§ Requisitos del problema
Redacta lo que sigue al fragmento sobre los últimos sacramentos y la buena muerte, a partir de su última oración.

§ Fragmento del documento
Hagamos, además, el propósito de que, cuando veamos el médico nos visita con más frecuencia, que nos velan incluso de noche, y mucho más si se trata de tener alguna consulta acerca de nuestro mal, pediremos inmediatamente el Santo Viático, sin esperar que nadie nos lo sugiera, y hagamos también el propósito de pedir, una vez recibido el santo Viático, la extremaunción, que, como enseña S. Alfonso y Benedicto XIV, se puede administrar inmediatamente después del Viático, según la loable costumbre de muchos lugares. Referente a este punto, es deplorable que haya tanta ignorancia entre los médicos y también entre los demás, los cuales creen que la gravedad del mal, que es suficiente para poder dar al enfermo la Sagrada Comunión, sin que esté en ayunas, es decir, por Viático, no basta para que se le administre la Extremaunción; cosa deplorable, de lo cual proviene el que sean tantos los que mueren sin recibir este último sacramento. Hagamos el propósito dicho, y recordémoslo cuando llegue la ocasión de ponerlo en práctica.
De esta manera, si Dios, antes de morir, nos concede la gracia de tener tiempo para recibir los Santos Sacramentos, no ocurrirá que muramos privados de ellos, o que los recibamos con menos fruto. Así nuestra muerte será la mejor que pueda tener el cristiano, y San José recibirá gran contento de ello.
Finalmente, pidamos siempre a este gran Santo que quiera obtenernos la gracia de que nuestra muerte sea también santa, y pidámoselo por aquella muerte dulcísima y feliz que él tuvo, asistido de Jesús y de María.

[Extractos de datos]
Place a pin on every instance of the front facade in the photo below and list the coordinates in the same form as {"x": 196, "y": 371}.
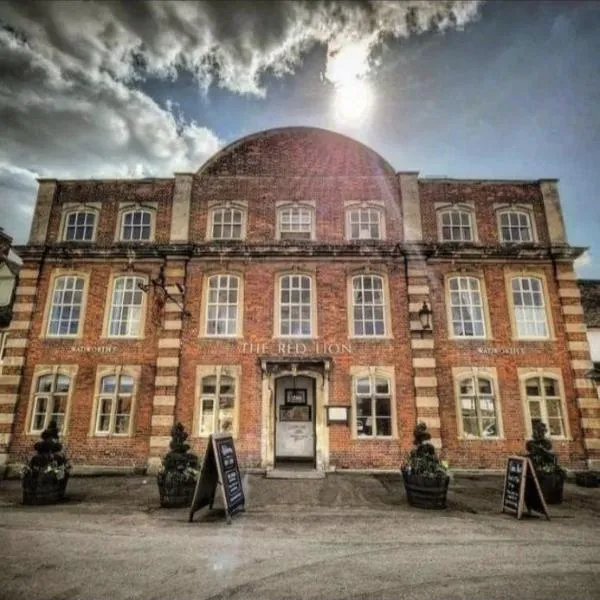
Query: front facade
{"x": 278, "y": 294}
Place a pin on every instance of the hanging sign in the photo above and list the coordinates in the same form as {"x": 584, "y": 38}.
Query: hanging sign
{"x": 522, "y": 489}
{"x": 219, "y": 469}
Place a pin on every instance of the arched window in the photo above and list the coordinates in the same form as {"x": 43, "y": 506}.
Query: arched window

...

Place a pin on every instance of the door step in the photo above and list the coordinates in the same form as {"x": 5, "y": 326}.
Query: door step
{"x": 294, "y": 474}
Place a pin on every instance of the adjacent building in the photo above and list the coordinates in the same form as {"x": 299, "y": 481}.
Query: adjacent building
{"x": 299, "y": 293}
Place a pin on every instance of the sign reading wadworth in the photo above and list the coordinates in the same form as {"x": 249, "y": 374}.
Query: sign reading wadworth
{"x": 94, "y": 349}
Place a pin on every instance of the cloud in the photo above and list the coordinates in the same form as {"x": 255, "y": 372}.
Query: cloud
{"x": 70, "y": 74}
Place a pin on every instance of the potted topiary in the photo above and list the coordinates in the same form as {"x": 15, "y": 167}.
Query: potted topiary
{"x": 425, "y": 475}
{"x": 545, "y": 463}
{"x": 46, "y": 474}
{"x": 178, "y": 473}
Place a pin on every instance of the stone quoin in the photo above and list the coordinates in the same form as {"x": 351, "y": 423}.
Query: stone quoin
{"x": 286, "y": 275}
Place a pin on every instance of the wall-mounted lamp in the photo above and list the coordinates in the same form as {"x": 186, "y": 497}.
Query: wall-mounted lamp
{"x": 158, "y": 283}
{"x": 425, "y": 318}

§ Respuesta al ejercicio
Este es el fruto que debemos esperar y, casi me atrevería a decir, pretender, de la devoción a San José. ¿De qué nos aprovecharía todo lo restante de la vida, si, al fin, no hiciésemos una buena muerte? Si bien lo consideramos, ninguna cosa en el mundo puede verdaderamente interesarnos, si no es el de hacer una buena muerte, lo que equivale a conseguir el fin para el cual hemos sido creados por Dios. Una buena muerte, y sólo una buena muerte, pueden ponernos en posesión del Paraíso.
Amemos a San José, aspiremos a merecer la admisión en el número de sus más señalados devotos. De esta manera nos será asegurada una buena muerte, y no sólo una buena muerte, sino la mejor que pueda hacer el cristiano, que tal nos la obtendrá nuestro santo.
¡Oh San José, que hermosa muerte la vuestra! ¡A un lado Jesús, y al otro María! ¡Aquél, el Hijo unigénito de Dios, humillado hasta teneros en lugar de padre; ésta la esposa del Espíritu Santo, hecha también esposa vuestra, para que fueseis testigo y casi custodio de su virginidad! ¡Que dulce, que suave, que hermoso morir fue el vuestro, oh San José! Por la gracia que hizo dichosa vuestra muerte alcanzadnos que la nuestra sea bienaventurada con la gracia de Jesús, con la asistencia de María y bajo vuestro patrocinio.